In recent years, the growing attention towards issues such as climate change and gender equality has been driving a radical change in the investment market. Businesses are taking charge of the impact they are creating on the environment and society. Due to this, investors around the world have started to evaluate organizations not only on the basis of their financial performance but also on the basis of their environmental, social and governance (ESG) risk mitigation practices as a part of their investment process.
ESG are not just ethical elements that businesses should follow to portray a good image. With the increasing evidence of ESG practices having financial implications, the wave has turned. In many markets, including the U.S. and the E.U., ESG integration is gradually seen as part of fiduciary duty[1]. Recognizing the vital role of ESG in achieving the ultimate goal of any business i.e. profits, both the corporate community and the investors across the world have started to consider it as an investment, rather than a cost. More and more investors and investment managers are signing up to the United Nations-supported ‘Principles for Responsible Investment’ every year, which works to understand the investment implications of ESG factors for developing a more sustainable global financial system[2].

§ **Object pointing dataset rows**
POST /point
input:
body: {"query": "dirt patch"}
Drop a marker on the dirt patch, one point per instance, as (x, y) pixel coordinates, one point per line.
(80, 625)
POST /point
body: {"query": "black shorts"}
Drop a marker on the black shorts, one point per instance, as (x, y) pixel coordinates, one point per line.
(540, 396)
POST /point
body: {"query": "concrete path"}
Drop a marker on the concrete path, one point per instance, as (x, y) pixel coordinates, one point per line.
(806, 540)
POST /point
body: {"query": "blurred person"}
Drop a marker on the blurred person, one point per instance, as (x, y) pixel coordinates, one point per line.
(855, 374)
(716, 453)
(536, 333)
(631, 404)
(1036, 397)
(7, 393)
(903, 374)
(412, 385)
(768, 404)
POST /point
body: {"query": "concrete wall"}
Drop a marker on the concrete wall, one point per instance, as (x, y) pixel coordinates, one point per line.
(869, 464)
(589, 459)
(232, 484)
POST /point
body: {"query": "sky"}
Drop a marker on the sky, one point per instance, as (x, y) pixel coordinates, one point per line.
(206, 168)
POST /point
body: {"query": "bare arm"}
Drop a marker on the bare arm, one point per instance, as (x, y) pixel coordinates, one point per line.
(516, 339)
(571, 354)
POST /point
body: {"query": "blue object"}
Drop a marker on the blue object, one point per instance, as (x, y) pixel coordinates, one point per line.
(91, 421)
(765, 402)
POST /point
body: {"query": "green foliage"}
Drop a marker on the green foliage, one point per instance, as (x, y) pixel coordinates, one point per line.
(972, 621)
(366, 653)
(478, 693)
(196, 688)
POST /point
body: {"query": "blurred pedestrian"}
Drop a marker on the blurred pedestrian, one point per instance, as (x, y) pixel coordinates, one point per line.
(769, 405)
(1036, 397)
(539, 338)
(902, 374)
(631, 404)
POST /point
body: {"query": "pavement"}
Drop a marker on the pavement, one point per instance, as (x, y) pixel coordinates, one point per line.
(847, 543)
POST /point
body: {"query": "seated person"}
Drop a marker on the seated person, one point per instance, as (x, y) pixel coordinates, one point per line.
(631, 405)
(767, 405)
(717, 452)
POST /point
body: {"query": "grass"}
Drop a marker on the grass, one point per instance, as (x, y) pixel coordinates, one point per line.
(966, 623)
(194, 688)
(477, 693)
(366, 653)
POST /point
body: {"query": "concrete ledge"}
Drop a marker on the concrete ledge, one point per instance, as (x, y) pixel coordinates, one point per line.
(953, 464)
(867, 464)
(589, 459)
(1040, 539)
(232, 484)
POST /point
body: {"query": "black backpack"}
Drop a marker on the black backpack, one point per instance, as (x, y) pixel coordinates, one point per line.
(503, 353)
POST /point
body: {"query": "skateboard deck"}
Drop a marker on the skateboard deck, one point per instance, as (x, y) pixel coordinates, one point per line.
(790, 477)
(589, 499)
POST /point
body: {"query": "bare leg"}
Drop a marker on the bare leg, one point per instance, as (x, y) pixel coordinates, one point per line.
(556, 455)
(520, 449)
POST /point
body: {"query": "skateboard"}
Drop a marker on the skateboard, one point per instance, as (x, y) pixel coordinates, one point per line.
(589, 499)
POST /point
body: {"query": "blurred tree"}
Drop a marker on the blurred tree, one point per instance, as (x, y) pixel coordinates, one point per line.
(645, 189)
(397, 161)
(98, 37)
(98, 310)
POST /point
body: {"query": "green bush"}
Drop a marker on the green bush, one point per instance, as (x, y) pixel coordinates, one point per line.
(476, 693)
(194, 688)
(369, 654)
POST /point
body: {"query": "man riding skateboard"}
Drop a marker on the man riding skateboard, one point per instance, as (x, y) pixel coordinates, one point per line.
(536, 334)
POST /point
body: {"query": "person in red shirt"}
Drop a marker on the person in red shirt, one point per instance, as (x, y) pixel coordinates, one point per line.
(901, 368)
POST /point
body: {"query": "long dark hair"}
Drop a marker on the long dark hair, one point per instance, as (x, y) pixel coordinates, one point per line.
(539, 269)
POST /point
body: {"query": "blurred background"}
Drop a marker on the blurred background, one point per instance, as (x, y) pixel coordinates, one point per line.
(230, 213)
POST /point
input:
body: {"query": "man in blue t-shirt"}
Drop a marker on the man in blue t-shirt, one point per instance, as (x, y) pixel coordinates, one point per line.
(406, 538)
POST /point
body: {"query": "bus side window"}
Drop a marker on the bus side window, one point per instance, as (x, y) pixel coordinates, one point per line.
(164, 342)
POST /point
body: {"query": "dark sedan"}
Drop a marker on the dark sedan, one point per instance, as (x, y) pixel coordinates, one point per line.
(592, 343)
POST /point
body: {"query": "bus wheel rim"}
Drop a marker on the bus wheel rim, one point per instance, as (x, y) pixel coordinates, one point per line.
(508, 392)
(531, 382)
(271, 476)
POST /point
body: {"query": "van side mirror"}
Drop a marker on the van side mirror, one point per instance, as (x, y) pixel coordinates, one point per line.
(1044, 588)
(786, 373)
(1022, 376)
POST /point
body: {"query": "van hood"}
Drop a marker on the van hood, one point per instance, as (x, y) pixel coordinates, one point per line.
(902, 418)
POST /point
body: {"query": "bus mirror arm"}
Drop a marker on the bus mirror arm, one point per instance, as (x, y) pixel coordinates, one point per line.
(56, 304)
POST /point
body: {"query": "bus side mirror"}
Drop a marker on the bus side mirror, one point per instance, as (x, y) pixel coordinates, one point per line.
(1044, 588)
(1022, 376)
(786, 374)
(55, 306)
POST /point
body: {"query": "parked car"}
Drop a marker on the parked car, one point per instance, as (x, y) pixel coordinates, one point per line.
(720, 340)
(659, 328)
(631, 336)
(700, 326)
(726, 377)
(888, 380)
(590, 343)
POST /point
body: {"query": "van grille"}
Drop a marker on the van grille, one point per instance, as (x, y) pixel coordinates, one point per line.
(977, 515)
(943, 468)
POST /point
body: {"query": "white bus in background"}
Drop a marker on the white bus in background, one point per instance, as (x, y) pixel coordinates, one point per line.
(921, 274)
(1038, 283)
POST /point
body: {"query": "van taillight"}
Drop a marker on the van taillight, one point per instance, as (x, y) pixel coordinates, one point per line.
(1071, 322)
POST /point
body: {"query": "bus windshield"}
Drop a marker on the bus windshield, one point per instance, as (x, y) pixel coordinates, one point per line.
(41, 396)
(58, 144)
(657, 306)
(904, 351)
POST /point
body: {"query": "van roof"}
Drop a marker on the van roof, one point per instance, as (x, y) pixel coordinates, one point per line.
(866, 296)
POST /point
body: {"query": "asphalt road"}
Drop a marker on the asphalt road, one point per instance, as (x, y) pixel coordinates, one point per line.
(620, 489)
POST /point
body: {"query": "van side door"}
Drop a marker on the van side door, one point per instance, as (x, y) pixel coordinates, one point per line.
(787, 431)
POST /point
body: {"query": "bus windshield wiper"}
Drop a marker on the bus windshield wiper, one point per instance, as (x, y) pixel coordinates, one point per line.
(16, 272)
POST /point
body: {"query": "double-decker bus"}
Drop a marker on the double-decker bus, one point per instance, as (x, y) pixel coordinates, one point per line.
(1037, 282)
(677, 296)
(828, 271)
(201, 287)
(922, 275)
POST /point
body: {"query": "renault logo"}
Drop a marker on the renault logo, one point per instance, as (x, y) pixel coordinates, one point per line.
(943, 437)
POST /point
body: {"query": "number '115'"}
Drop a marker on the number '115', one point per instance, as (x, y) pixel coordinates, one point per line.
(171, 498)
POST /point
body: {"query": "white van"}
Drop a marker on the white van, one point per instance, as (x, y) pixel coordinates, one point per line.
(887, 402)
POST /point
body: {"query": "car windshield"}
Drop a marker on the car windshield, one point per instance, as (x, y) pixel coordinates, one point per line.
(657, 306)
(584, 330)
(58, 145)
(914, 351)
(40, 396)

§ **Required task 1**
Answer these questions about the ESG investing text:
(a) What do the letters ESG stand for?
(b) Which two markets does the text name where ESG integration is gradually seen as part of fiduciary duty?
(c) Which organization supports the "Principles for Responsible Investment"?
§ **Required task 2**
Extract the passage of the ESG investing text from "ESG are not" up to and including "global financial system[2].".

§ **Task solution 1**
(a) Environmental, social and governance
(b) The U.S. and the E.U.
(c) The United Nations

§ **Task solution 2**
ESG are not just ethical elements that businesses should follow to portray a good image. With the increasing evidence of ESG practices having financial implications, the wave has turned. In many markets, including the U.S. and the E.U., ESG integration is gradually seen as part of fiduciary duty[1]. Recognizing the vital role of ESG in achieving the ultimate goal of any business i.e. profits, both the corporate community and the investors across the world have started to consider it as an investment, rather than a cost. More and more investors and investment managers are signing up to the United Nations-supported ‘Principles for Responsible Investment’ every year, which works to understand the investment implications of ESG factors for developing a more sustainable global financial system[2].